§ **DOCUMENT TEXT**
The following documents filed by The Kroger Co. (Kroger or Registrant) with the Securities and Exchange Commission (Commission) are incorporated herein by reference:
(a) Annual Report on Form 10-K for the fiscal year ended February 1, 2014;
(b) All other reports filed pursuant to Section 13(a) or 15(d) of the Securities Exchange Act of 1934, as amended (Exchange Act), since the end of the fiscal year covered by the Form 10-K referred to above; and
(c) The description of Kroger Common Shares contained in Krogers registration statement filed pursuant to Section 12 of the Exchange Act, including any amendments or reports filed for the purpose of updating such description.
All documents filed by Kroger pursuant to Section 13(a), 13(c), 14 or 15(d) of the Exchange Act after the date of this Registration Statement and prior to the filing of a post-effective amendment which indicates that all Kroger Common Shares offered hereby have been sold or which withdraws from registration such Kroger Common Shares then remaining unsold, shall be deemed to be incorporated in this Registration Statement by reference and to be a part hereof from the date of filing of such documents. Any statement contained in a document incorporated or deemed to be incorporated by reference herein shall be deemed to be modified or superseded for purposes of this Registration Statement to the extent that a statement contained herein or in any other subsequently filed document which also is or is deemed to be incorporated by reference herein modifies or supersedes such statement. Any such statement so modified or superseded shall not be deemed, except as so modified or superseded, to constitute a part of this Registration Statement.
Item 4. Description of Securities.
Not applicable.
Item 5. Interests of Named Experts and Counsel.
A legal opinion to the effect that the Kroger Common Shares offered hereby have been duly authorized and that, when they are issued in accordance with the terms of the 2014 Long-Term Incentive and Cash Bonus Plan, they will be validly issued and outstanding, fully paid and nonassessable, has been rendered by Christine S. Wheatley, Esquire, Group Vice President, Secretary and General Counsel of Kroger. As of June 30, 2014, Ms. Wheatley owned approximately 8,979 Kroger Common Shares and held options to acquire 17,750 Kroger Common Shares.
Item 6. Indemnification of Directors and Officers.
Under Krogers Regulations (by-laws), each present or former director, officer or employee of Kroger and each person who is serving or shall have served at the request of Kroger as a director, officer or employee of another corporation (and his or her heirs, executors or administrators) shall be indemnified by Kroger against expenses actually and necessarily incurred by him or her, and also against expenses, judgments, decrees, fines, penalties, or amounts paid in settlement, in connection with the defense of any pending or threatened action, suit, or proceeding, criminal or civil, to which he or she is or may be made a party by reason of being or having been such director, officer or employee, provided (1) he or she is
adjudicated or determined not to have been negligent or guilty of misconduct in the performance of his or her duty to Kroger or such other corporation, (2) he or she is determined to have acted in good faith in what he or she reasonably believed to be the best interest of Kroger or of such other corporation, and (3) in any matter the subject of a criminal action, suit, or proceeding, he or she is determined to have had no reasonable cause to believe that his or her conduct was unlawful. See also Ohio Revised Code, Section 1701.13.

§ **RAW DATA**

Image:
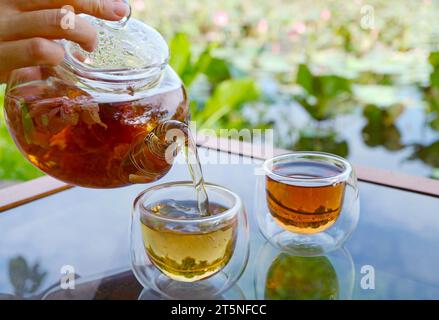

§ **INSTRUCTIONS FOR THE TASK**
According to the Kroger registration statement excerpt above, approximately how many Kroger Common Shares did Christine S. Wheatley own as of June 30, 2014?

§ **TASK RESULT**
Approximately 8,979 Kroger Common Shares.